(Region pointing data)
=======
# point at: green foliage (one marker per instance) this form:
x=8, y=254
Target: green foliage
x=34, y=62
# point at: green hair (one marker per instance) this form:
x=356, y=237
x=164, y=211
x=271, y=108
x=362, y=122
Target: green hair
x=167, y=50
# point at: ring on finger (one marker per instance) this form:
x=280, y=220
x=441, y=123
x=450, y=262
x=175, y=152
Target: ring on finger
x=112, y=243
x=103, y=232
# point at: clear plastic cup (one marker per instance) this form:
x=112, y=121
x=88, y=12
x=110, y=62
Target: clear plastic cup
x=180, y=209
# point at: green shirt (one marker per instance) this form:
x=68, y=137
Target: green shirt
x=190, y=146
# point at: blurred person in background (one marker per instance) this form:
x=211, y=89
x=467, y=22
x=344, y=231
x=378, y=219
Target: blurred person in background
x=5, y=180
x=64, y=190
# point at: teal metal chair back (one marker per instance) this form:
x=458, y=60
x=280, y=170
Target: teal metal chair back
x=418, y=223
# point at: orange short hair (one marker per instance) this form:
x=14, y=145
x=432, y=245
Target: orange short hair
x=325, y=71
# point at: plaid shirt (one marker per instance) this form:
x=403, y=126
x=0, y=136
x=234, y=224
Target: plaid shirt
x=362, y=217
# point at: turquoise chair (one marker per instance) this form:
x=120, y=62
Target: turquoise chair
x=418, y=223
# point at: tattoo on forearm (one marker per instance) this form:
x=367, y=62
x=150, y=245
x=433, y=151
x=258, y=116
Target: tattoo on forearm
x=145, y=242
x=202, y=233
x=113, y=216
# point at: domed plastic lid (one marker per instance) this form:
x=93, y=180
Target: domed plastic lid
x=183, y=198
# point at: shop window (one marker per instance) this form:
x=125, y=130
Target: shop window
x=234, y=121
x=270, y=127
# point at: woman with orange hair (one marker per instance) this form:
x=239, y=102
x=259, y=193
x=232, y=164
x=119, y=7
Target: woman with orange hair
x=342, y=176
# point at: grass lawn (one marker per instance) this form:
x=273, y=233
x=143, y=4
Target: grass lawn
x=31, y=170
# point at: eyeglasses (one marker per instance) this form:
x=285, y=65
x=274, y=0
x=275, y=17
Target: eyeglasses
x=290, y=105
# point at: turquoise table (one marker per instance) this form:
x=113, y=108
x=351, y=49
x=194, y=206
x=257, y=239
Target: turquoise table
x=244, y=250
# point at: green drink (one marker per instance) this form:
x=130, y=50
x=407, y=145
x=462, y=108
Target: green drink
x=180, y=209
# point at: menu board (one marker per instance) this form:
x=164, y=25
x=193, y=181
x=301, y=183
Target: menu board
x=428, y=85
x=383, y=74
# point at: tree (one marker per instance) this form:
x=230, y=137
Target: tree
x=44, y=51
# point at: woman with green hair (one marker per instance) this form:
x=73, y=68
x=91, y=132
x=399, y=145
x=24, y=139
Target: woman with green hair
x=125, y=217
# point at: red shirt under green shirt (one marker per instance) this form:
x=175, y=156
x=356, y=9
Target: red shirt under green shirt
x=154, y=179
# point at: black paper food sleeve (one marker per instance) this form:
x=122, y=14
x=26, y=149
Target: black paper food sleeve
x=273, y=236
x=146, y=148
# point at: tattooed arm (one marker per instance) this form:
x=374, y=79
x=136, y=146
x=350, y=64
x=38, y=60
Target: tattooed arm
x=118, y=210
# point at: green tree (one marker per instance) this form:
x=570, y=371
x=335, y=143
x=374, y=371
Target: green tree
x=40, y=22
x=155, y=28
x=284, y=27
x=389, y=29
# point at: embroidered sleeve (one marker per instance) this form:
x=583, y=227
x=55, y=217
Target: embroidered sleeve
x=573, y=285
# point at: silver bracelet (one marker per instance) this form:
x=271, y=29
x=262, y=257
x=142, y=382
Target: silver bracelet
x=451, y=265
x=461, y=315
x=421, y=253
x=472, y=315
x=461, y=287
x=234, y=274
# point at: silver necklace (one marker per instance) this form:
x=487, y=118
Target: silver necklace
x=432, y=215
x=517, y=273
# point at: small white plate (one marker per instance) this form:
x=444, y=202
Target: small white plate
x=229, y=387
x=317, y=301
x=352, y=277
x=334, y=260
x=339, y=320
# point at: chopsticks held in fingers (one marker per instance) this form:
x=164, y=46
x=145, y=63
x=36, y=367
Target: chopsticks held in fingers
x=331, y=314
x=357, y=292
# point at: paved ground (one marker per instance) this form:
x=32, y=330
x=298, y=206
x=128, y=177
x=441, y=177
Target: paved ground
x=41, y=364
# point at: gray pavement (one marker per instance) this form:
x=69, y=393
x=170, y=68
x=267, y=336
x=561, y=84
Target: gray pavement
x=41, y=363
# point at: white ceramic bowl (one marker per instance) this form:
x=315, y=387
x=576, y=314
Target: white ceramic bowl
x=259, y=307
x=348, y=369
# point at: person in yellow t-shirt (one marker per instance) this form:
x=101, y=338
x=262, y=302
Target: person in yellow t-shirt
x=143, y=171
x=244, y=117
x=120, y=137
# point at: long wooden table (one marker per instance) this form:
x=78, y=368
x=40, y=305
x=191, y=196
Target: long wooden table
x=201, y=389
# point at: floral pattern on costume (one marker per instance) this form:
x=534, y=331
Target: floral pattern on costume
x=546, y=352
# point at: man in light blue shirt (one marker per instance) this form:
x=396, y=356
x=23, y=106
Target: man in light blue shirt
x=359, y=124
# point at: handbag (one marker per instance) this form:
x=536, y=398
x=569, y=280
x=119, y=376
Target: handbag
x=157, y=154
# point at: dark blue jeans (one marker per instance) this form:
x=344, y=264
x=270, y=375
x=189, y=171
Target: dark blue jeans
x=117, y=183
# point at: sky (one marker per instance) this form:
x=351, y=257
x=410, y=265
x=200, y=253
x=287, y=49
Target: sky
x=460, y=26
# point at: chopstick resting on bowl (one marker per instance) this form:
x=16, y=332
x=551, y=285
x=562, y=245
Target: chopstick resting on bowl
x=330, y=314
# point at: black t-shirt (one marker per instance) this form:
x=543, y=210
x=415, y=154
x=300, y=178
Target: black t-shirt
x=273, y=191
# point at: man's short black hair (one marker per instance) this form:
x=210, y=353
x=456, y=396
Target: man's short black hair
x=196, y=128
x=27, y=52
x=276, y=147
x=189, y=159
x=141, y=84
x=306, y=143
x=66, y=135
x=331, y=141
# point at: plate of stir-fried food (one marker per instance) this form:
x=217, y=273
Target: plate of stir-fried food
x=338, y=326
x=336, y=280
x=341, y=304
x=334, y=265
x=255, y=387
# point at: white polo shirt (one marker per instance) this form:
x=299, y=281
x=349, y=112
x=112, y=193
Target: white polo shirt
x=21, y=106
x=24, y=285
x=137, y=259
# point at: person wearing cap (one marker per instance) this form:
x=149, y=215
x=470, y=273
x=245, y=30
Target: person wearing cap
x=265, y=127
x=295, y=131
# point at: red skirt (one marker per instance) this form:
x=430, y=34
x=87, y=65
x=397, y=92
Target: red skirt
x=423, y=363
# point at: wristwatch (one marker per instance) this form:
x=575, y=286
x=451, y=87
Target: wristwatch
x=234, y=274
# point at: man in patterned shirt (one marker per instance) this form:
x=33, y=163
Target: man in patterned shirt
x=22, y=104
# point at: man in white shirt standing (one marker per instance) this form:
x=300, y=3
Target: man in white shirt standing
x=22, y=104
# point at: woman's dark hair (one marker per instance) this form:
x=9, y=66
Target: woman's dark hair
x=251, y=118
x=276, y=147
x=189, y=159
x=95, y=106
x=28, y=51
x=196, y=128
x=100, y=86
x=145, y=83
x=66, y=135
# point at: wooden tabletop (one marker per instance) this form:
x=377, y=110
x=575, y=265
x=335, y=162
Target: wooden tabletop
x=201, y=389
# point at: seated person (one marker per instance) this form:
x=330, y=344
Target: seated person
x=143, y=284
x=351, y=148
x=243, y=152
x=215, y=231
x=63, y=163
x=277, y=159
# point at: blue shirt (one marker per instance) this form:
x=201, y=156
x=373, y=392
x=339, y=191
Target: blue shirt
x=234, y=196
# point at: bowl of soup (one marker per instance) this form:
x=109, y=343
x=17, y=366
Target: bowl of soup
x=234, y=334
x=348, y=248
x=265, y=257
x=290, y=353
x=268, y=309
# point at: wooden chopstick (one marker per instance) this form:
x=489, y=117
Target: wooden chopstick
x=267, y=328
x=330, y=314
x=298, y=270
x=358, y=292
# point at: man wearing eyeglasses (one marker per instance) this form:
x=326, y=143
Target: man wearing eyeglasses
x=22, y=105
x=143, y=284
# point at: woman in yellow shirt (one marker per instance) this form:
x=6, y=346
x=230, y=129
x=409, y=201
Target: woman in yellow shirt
=======
▸ **Assignment**: Please transcribe the data above without changes, from its first line to its "x=258, y=116" line, and leave out anything past that.

▸ **Your response**:
# point at: green foliage (one marker per instance) this form:
x=8, y=254
Target: green foliage
x=34, y=62
# point at: green hair (one marker per instance) this form:
x=356, y=237
x=164, y=211
x=271, y=108
x=362, y=122
Target: green hair
x=167, y=50
# point at: ring on finger (one marker per instance) this form:
x=280, y=220
x=441, y=123
x=450, y=262
x=175, y=152
Target: ring on finger
x=112, y=243
x=103, y=232
# point at: clear plastic cup (one marker per instance) this form:
x=112, y=121
x=88, y=12
x=110, y=62
Target: clear plastic cup
x=180, y=209
# point at: green shirt (one marker per instance) this form:
x=68, y=137
Target: green shirt
x=190, y=146
# point at: blurred person in background (one marker per instance) this form:
x=211, y=89
x=467, y=22
x=344, y=231
x=378, y=219
Target: blurred person in background
x=5, y=180
x=64, y=190
# point at: teal metal chair back (one marker per instance) this form:
x=458, y=60
x=280, y=170
Target: teal metal chair back
x=418, y=223
# point at: orange short hair (one marker per instance) this form:
x=14, y=145
x=432, y=245
Target: orange short hair
x=325, y=71
# point at: plaid shirt (one marker per instance) this form:
x=403, y=126
x=0, y=136
x=234, y=224
Target: plaid shirt
x=362, y=217
# point at: turquoise chair (one marker per instance) this form:
x=120, y=62
Target: turquoise chair
x=418, y=223
# point at: tattoo on forearm (one marker per instance) this form:
x=367, y=62
x=150, y=245
x=433, y=151
x=258, y=116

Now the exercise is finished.